**PROVIDED PASSAGE**
--- START ---
UPDATE: 6/7/2020 – SB 163 was passed out of the House Health and Insurance Committee by a party line vote of 7 yes and 4 no.  All Democrats voted yes and all republicans voted NO. 

By Jefferey Jaxen

As the Coronavirus pandemic fizzles out, legislatures across America are restarting their engines in hopes of driving previously floundering vaccine bills across the finish line. Fueled by an unscientific allegiance to Big Pharma’s product lines, state officials in Colorado and Connecticut, with more to follow, are eagerly hoping to capitalize on the confusion, misfortune and unrest in the country to springboard their bills through unnoticed. 

Today, Colorado citizens are protesting a vaccine bill [SB 163] at the state’s capitol.  

The bill discriminates against parents who choose not to have their child vaccinated with every single dose of vaccines currently required for school, by forcing these families to be subjected to state mandated reeducation or a visit with a vaccine provider to have their religious or personal beliefs validated.  

This also applies to all vaccines required in the future, including a possible COVID-19 vaccine. The bill forces these families into a state tracking system with no informed consent or privacy protections that can and will be used for public health surveillance and interventions.  The bill also creates additional, costly burdens for schools.

Phil Silberman of Colorado Coalition For Vaccine Choice wrote on Facebook

The bill would combine our present Religious and Personal belief exemptions into one “non-medical” exemption that one would, inexplicitly, have to get approved, at your expense, by a doctor. In coming years, they will easily remove this “non-medical” exemption because it would no longer be seen as an attack on religion…The bill’s supporters have yet to explain what the legislative intent of the bill is.

The National Vaccine Information Center (NVIC), who tracks bills through their advocacy portal, also commented:

It is wrong for leadership at the Colorado Legislature to support advancing one of this session’s most controversial bills on a Sunday, during a pandemic and unprecedented civil unrest.  The committee chair who supports holding this hearing was quoted as saying she would not be “held hostage” by a vocal minority.

Testifying in the Colorado hearing was Children’s Health Defense Chairman Robert F Kennedy Jr. who railed against the poor vaccine safety testing allowed by captured federal agencies overseeing it. Author and FOX News contributor Michelle Malkin also testified against the bill calling it a data mining trojan horse. While Kevin Jenkins, Executive Director of Urban Global Health Alliance, stated “We do not support this bill, we do not support tracking children and we do not support parents having to prove anything to you.”  

Meanwhile, Connecticut bill sponsors are racing behind the one-two punch of American chaos over the past months to remove religious exemptions before its citizens can recognize, debate or protest the bill on an even playing field.
--- END ---
Referring expression pointing lines:
--- START ---
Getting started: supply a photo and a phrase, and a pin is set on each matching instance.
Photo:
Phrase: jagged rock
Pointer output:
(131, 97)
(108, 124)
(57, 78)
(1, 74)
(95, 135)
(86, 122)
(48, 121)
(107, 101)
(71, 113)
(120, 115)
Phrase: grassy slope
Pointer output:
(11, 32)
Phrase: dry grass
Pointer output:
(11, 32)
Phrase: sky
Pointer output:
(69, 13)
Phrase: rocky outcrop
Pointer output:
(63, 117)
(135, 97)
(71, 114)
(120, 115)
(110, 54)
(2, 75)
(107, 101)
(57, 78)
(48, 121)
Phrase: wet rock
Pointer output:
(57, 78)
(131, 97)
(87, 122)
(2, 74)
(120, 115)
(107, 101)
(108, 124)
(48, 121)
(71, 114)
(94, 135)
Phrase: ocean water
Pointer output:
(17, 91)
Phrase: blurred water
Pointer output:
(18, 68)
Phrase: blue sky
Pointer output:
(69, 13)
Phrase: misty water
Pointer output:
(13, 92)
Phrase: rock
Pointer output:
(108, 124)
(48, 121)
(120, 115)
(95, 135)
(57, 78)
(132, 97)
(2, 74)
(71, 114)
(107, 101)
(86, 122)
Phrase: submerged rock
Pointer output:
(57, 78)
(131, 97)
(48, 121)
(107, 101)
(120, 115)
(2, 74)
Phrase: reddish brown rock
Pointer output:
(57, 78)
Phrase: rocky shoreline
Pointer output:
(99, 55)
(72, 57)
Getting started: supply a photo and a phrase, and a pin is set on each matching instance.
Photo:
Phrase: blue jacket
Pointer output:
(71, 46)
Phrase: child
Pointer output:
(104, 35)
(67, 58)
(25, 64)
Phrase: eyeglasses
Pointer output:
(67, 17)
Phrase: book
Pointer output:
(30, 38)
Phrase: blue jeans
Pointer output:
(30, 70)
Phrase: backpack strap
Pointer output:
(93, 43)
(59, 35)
--- END ---
--- START ---
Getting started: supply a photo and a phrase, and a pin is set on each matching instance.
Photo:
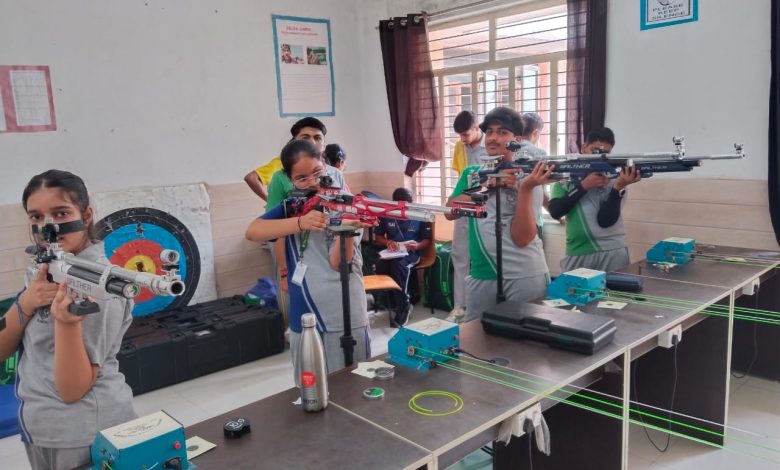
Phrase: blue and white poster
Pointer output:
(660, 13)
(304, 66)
--- END ---
--- START ---
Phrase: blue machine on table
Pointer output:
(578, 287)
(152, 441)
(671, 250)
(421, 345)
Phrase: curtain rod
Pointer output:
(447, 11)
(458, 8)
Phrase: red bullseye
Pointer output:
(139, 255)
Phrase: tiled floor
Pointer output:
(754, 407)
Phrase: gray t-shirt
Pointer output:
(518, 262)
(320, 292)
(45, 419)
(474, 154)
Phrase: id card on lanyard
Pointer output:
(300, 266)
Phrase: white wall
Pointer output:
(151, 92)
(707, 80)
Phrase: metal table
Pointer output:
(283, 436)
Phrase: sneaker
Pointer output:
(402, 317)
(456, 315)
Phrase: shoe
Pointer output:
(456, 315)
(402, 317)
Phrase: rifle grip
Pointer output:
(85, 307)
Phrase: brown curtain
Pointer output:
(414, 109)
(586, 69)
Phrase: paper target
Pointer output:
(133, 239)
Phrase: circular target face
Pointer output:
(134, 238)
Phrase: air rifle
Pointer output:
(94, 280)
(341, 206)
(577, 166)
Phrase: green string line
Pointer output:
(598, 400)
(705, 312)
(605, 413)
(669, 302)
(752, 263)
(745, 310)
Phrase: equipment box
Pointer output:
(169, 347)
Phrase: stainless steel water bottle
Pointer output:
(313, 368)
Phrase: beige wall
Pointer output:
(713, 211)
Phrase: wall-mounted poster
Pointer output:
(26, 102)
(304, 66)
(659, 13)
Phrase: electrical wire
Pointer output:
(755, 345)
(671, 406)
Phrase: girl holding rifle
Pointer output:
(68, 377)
--- END ---
**CHECK YOUR UNDERSTANDING**
• a. In the article on vaccine bills, what was the vote by which SB 163 passed out of the House Health and Insurance Committee?
• b. Repeat the article on vaccine bills word for word, starting at "By Jefferey Jaxen" and ending at "personal beliefs validated.".
The lines are separate material with no connection to the article on vaccine bills.

**SOLUTION SET**
• a. It passed by a party-line vote of 7 yes and 4 no.

• b.
By Jefferey Jaxen

As the Coronavirus pandemic fizzles out, legislatures across America are restarting their engines in hopes of driving previously floundering vaccine bills across the finish line. Fueled by an unscientific allegiance to Big Pharma’s product lines, state officials in Colorado and Connecticut, with more to follow, are eagerly hoping to capitalize on the confusion, misfortune and unrest in the country to springboard their bills through unnoticed. 

Today, Colorado citizens are protesting a vaccine bill [SB 163] at the state’s capitol.  

The bill discriminates against parents who choose not to have their child vaccinated with every single dose of vaccines currently required for school, by forcing these families to be subjected to state mandated reeducation or a visit with a vaccine provider to have their religious or personal beliefs validated.